#### [Text to read]
I'd like to know how much money you have actually gotten. I think around here, along with the10 or 30 day notice to do something, if the homeowner doesn't, they are supposed to be fined, but I'm guessing they aren't. Like I said, I've seen council talking and talking about the same building for a year or more - the out of state owner is always "Hiring someone to work on it" or "The hired help can't get to it right away as they have other projects to finish first."

Just because the utilities get unhooked, certainly wouldn't make a building safer. I would be worried about a fire that got started from "lightning" some night a thunderstorm comes through the area.


----------



## Nomad

Just call me lucky. I guess the point is now moot. I saw the guy and his wife moving crap into the house. I got a voice mail from a neighbor that said they are moving back in and to keep our doors locked and watch out. That neighbor has seen the inside and says some of the ceilings are falling. But they are druggies and not mentally stable, and I guess it doesn't matter to them. He is years behind on his taxes, so I don't see how he's keeping the place anyway.

Nomad


----------



## Sawmill Jim

Nomad said:


> Just call me lucky. I guess the point is now moot. I saw the guy and his wife moving crap into the house. I got a voice mail from a neighbor that said they are moving back in and to keep our doors locked and watch out. That neighbor has seen the inside and says some of the ceilings are falling. But they are druggies and not mentally stable, and I guess it doesn't matter to them. He is years behind on his taxes, so I don't see how he's keeping the place anyway.
> 
> Nomad


Never moot call the health dep. Give the Mayor another $100.00 bill to donate to his favorite charity eep::hysterical:


----------



## Joshie

Complain to the city zoning department. Be specific. Are there rodents? Safety issues? Could children be hurt? Does it attract vagrants? Long grass? Garbage? It doesn't really matter if somebody is living there or not. The house needs to be repaired. Sounds like an eyesore and not exactly good for property values.


----------



## Alice In TX/MO

Document document document. Rats, trash, overgrown yard.

Health department, mayor's office, sheriff, etc.

Doesn't matter if there is an occupant or not.


----------



## Nomad

Sawmill Jim said:


> Never moot call the health dep. Give the Mayor another $100.00 bill to donate to his favorite charity eep::hysterical:


Sounds good except I'm about $97 short. 

Nomad


----------



## Nomad

Looks like yesterday was just a preliminary, because they left in the afternoon and haven't come back yet. Of course it's 40 degrees colder today and I'm not sure there is any heat. I also noticed they have a small dog. One of those yappers. The woman let it outside yesterday and it ran right across the street to my yard. That will definitely have to cease. I check the obituaries daily hoping to see the guy's name, but so far no luck. He is known to be a drug dealer as well as user and since my windows face the house and the rear door they use, I will be watching and taking pictures of anything suspicious. The only thing I'm worried about is my daughter when she finds out. I hope it doesn't cause her to slide back too far.

#### [Dataset rows]
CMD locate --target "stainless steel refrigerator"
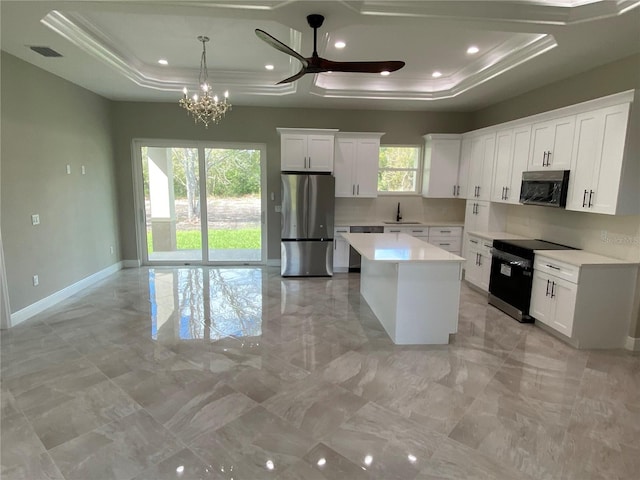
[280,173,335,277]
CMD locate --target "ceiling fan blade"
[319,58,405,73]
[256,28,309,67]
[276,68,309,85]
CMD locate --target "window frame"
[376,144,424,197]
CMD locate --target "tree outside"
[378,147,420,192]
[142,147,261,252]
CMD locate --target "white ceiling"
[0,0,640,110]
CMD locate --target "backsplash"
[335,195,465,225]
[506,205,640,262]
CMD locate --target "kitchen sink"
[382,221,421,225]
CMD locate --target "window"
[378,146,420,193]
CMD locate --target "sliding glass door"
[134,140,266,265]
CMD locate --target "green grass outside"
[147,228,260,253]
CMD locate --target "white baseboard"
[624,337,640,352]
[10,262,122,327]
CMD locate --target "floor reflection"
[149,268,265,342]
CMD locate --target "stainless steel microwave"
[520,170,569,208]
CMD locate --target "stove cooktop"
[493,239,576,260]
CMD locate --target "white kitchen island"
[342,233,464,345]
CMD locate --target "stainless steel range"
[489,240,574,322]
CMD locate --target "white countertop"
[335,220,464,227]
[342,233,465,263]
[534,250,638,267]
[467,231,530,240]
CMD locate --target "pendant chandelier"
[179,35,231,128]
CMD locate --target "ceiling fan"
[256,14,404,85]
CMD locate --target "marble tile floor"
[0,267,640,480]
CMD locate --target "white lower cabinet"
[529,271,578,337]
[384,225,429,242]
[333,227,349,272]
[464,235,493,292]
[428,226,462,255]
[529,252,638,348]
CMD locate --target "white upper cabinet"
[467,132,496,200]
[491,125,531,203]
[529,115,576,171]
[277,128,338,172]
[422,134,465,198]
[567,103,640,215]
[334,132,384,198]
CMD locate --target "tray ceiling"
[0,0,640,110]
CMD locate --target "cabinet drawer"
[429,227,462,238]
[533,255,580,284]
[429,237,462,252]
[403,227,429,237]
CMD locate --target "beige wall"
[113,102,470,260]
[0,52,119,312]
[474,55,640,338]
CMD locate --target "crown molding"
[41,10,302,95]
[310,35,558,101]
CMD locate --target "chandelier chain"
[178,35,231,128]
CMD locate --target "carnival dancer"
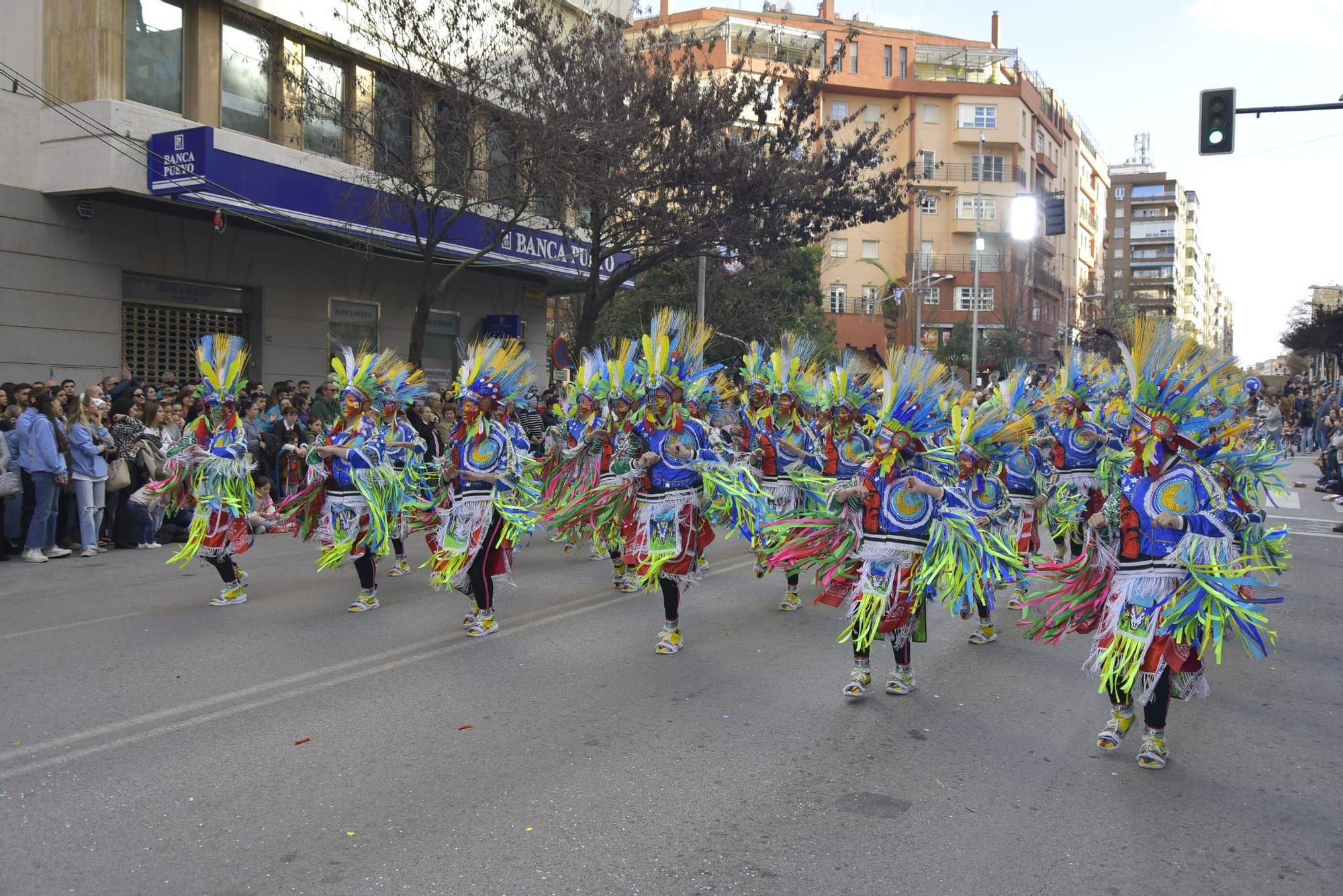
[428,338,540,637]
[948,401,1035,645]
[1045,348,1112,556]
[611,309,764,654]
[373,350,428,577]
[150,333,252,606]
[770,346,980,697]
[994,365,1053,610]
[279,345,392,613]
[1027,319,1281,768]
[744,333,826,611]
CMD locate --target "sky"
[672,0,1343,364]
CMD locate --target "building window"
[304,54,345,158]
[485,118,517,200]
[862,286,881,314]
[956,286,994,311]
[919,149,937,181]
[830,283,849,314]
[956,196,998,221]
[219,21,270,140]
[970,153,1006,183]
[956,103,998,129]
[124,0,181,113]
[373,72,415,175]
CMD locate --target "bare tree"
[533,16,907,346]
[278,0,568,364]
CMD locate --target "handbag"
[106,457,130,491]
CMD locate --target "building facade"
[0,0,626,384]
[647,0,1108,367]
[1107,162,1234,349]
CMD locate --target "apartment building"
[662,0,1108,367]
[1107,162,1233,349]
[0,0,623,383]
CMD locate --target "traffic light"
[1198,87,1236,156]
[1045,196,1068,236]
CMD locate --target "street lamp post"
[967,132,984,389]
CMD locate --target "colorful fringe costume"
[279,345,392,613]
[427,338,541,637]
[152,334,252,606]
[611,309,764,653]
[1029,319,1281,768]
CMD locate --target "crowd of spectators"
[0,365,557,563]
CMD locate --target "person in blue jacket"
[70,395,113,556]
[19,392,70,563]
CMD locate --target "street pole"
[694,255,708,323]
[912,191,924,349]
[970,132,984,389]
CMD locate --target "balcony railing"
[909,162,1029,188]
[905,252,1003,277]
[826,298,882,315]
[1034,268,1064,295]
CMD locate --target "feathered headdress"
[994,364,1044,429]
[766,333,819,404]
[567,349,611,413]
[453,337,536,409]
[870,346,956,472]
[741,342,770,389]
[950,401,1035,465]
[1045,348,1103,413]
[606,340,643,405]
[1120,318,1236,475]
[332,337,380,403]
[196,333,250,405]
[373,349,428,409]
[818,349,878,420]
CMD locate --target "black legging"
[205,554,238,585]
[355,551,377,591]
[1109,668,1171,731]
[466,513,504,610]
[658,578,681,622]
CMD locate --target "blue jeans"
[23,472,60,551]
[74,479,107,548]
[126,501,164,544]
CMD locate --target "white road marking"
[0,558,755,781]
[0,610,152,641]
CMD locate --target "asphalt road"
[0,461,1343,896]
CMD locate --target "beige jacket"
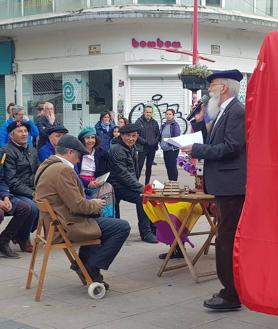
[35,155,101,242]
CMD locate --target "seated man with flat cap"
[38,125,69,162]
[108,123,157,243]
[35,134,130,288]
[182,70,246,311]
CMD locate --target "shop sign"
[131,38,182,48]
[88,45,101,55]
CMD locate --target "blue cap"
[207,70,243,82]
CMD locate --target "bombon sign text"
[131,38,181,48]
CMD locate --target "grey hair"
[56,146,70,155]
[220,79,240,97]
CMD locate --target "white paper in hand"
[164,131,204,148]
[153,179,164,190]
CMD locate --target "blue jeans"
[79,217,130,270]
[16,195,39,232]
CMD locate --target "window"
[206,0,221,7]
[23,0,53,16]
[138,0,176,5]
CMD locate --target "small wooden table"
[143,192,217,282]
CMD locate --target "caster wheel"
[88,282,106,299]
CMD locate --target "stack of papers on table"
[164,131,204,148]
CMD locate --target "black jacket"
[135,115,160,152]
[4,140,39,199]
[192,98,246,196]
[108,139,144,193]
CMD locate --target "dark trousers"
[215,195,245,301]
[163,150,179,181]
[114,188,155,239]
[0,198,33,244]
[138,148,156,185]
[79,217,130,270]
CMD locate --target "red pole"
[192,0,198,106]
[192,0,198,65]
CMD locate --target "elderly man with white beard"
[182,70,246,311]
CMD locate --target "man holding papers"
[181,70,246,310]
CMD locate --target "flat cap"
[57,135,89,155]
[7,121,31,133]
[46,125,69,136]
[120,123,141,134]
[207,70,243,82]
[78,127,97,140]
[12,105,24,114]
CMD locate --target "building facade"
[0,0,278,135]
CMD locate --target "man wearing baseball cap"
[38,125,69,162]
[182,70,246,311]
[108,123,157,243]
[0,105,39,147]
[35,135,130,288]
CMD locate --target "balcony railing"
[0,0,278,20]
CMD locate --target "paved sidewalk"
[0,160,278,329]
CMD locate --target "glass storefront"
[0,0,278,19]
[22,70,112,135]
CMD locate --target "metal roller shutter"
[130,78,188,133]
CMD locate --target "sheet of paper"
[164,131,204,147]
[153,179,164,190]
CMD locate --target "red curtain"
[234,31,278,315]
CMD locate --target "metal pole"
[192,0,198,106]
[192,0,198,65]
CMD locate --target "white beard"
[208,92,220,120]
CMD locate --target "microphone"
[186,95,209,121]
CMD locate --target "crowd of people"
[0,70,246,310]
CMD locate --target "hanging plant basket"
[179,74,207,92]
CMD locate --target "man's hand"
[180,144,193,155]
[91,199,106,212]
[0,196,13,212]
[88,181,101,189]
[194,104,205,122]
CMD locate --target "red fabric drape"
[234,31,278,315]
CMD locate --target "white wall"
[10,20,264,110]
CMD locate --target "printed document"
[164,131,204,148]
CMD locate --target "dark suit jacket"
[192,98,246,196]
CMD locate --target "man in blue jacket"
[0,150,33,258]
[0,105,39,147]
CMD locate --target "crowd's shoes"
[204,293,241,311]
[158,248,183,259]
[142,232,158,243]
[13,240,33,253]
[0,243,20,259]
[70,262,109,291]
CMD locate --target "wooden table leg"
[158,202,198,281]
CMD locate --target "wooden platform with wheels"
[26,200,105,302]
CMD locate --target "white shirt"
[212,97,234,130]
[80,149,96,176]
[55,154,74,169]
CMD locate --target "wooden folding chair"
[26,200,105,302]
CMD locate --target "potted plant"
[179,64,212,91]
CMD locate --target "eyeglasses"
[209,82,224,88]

==

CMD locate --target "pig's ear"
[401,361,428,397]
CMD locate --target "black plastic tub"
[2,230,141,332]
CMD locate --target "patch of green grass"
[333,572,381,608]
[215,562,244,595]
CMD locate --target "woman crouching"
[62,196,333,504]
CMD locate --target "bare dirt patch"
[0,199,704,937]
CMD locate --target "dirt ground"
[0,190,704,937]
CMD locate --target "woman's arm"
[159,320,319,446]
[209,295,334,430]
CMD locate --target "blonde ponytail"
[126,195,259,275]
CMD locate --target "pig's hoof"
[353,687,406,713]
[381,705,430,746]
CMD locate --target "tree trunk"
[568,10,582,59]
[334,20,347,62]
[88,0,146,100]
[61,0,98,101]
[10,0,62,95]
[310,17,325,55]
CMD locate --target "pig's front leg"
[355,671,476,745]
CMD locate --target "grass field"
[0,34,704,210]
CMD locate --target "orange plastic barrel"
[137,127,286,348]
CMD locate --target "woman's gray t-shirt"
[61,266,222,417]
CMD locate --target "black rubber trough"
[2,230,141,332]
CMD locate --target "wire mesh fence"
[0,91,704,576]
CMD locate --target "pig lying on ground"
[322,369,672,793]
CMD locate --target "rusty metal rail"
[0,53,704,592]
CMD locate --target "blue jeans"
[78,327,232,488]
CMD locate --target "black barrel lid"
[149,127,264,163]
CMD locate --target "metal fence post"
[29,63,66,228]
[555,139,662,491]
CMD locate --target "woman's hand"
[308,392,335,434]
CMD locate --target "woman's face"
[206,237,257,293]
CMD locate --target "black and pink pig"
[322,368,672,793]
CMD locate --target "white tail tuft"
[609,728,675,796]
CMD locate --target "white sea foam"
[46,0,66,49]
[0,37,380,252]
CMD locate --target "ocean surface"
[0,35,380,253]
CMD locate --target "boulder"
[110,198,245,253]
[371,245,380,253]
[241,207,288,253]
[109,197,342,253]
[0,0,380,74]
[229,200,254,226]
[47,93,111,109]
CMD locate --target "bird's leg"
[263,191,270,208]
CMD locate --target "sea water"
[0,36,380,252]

#### [Tasks to carry out]
1. Answer these questions using the forum thread above the data:
(a) What did the neighbor who has seen the inside of the house say about some of the ceilings?
(b) Which department does Joshie say to complain to?
(c) By about how much does Nomad say he is short?
2. From the forum thread above the data, copy the text from "Just because the" to "through the area.".

#### [Results of the tasks]
1.
(a) Some of the ceilings are falling.
(b) The city zoning department.
(c) About $97.

2.
Just because the utilities get unhooked, certainly wouldn't make a building safer. I would be worried about a fire that got started from "lightning" some night a thunderstorm comes through the area.